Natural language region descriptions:
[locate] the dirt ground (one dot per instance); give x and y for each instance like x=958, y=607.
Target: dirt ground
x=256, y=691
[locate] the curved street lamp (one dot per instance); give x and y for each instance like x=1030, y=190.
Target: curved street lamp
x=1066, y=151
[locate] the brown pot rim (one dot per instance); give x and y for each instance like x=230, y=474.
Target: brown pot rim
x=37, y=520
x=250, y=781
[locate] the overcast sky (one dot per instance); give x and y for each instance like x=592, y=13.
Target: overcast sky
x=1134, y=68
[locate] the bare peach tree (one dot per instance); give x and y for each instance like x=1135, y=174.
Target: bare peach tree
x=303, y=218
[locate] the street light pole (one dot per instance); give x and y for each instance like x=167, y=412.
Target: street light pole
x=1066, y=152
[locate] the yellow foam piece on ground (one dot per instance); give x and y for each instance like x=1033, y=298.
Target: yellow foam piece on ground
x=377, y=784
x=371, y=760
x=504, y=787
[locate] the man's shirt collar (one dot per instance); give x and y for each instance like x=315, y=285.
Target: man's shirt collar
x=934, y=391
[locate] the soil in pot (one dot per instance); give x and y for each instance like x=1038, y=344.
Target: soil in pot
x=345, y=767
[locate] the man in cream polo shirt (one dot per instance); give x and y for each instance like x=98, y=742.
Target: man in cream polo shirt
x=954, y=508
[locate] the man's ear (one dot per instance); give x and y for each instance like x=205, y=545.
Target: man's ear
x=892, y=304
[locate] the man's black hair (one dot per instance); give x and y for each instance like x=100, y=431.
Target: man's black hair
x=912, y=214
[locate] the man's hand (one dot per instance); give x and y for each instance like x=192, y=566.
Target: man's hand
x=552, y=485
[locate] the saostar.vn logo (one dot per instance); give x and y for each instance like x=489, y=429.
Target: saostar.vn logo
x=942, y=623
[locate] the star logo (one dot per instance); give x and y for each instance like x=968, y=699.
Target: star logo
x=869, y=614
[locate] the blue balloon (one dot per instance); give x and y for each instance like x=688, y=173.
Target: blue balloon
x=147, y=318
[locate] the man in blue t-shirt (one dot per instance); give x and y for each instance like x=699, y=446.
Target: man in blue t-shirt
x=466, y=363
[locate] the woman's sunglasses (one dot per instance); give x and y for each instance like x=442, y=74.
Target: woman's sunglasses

Try it: Look for the string "woman" in the records, and copy every line where it is found.

Solved exercise:
[locate] the woman's sunglasses (one dot per instance); give x and y for each instance like x=442, y=74.
Target: woman's sunglasses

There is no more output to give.